Problem statement: Write out the whole listing again, exactly.
§ §
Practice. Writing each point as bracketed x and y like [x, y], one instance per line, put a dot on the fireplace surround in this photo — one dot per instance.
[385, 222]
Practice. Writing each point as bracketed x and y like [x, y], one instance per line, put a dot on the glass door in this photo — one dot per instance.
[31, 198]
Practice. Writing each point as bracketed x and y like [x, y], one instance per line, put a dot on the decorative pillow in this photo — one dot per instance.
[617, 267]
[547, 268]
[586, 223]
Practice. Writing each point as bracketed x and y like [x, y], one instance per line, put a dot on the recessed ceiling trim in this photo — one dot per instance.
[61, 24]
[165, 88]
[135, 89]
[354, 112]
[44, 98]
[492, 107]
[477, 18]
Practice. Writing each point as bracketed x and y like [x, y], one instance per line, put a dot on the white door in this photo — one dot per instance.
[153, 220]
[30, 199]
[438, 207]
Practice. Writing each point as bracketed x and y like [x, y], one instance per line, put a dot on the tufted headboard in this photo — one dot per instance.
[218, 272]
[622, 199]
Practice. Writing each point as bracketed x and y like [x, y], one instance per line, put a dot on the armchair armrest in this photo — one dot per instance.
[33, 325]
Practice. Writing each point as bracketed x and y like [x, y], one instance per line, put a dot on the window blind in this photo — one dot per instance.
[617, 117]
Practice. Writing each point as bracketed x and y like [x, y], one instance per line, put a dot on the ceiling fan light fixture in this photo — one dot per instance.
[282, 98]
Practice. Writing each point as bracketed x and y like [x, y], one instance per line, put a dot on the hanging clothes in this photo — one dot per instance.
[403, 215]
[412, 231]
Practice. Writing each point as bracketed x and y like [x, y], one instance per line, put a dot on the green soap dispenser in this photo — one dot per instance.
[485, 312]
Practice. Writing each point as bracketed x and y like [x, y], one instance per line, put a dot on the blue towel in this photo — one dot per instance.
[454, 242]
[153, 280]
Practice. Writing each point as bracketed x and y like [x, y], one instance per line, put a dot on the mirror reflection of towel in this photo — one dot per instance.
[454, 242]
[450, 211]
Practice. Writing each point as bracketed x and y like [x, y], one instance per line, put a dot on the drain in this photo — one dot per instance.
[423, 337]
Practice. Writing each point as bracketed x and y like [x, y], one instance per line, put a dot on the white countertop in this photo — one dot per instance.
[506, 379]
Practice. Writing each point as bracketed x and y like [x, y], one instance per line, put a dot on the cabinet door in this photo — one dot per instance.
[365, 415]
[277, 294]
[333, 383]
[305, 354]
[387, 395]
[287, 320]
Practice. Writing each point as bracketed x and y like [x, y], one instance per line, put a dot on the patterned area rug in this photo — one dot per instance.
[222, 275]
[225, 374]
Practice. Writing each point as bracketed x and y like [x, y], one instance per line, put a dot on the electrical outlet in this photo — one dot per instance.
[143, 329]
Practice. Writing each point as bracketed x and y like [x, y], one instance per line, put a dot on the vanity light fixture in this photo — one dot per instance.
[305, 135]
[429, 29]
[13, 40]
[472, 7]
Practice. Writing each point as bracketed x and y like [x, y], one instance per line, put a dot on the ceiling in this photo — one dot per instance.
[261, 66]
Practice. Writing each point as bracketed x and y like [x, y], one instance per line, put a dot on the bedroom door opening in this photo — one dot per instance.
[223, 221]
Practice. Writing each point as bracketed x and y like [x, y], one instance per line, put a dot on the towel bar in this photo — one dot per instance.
§ §
Solution to this exercise:
Practice. Writing each point as bracketed x and y like [x, y], one instance per line, put a dot on the fireplace surround in this photo — one dot per instance.
[385, 222]
Practice. Writing each point as bracketed x and y like [x, y], one instance per line, put a dot on the glass door in this photo — one dot per instance.
[31, 198]
Practice. Writing each point as bracketed x and y like [x, y], one instance per line, put a dot on the decorative pillow in this photo — one dot per instance.
[617, 267]
[547, 268]
[586, 223]
Practice. Writing each point as bracketed x and y like [x, y], one instance per line, put a dot on the recessed ceiling trim in this photo — one dot per instance.
[61, 24]
[165, 88]
[135, 89]
[354, 112]
[44, 98]
[492, 107]
[477, 18]
Practice. Writing each point as bracketed x and y like [x, y], one instance per line, put a dot on the white door in this photo — one dot per instance.
[153, 220]
[30, 199]
[438, 207]
Practice. Writing each point as bracketed x and y like [x, y], one instance per line, put a dot on the tufted headboard in this photo — one dot per instance.
[218, 272]
[622, 199]
Practice. Writing each point as bracketed x and y like [x, y], one instance per line, put a dot on the armchair armrest in this photo — one dot per instance.
[33, 325]
Practice. Writing each point as bracketed x and y like [x, y], one instance per line, put a dot on the window blind in this photo — one dot per instance.
[617, 117]
Practice. Writing each point as bracketed x and y like [x, y], one instance per line, put a dot on the ceiling fan light fixture in this photo — one dot per instance.
[282, 98]
Practice. Writing each point as bracketed x and y like [x, y], one instance per line, put a dot on the hanging clothes in this photo — one dot per instance.
[403, 215]
[412, 231]
Practice. Writing each point as bracketed x and y like [x, y], one instance per line, put a dot on the green soap dispenser in this photo — one dot per instance.
[485, 312]
Practice. Writing each point as bracketed x and y like [x, y], one instance per line, put a dot on the blue towel in this photo — one dot per instance.
[454, 242]
[153, 280]
Practice. Writing each point as bracketed x and y like [x, y], one instance per line, put a dot on the mirror reflection of towel in this photo — one dot per instance.
[454, 242]
[450, 211]
Practice. Writing each point as bracketed x and y like [x, y], one instance per line, put a dot on the drain in this photo — one dot per instance.
[423, 337]
Practice. Writing each point as bracketed x and y like [x, y], one instance per line, put a dot on the white countertop in this photo — one dot per instance.
[506, 379]
Practice. Writing each point as bracketed x and y like [x, y], one instance per line, put a dot on the cabinet door in this photo — one dot per instance.
[365, 415]
[277, 294]
[333, 383]
[305, 354]
[387, 395]
[287, 320]
Practice. Writing each point as bracketed x and y like [x, y], one instance per line, put a dot on the patterned area rug in this photo — one dot per instance.
[222, 275]
[225, 374]
Practice. Writing each point as bracketed x and y like [x, y], one instance per line, put a dot on the electrical outlet in this photo — one dot per instance.
[143, 329]
Practice. Writing each point as bracketed x and y like [x, y], one instance per line, put a dot on the vanity light fixture in this photo — one dot per instance.
[305, 135]
[429, 29]
[13, 40]
[472, 7]
Practice. Writing each point as bracketed x and y like [x, y], one instance per line, put a dot on the ceiling in this photo — one dot per instance.
[261, 66]
Practice. Writing each point as bracketed x and y like [x, y], one instance per line, put a dot on the bedroom door opening in this photo — one dot per instance.
[223, 221]
Practice. Writing each point as bracketed x and y like [x, y], one instance per line, put a dot on the towel bar in this photo — one dot per instance.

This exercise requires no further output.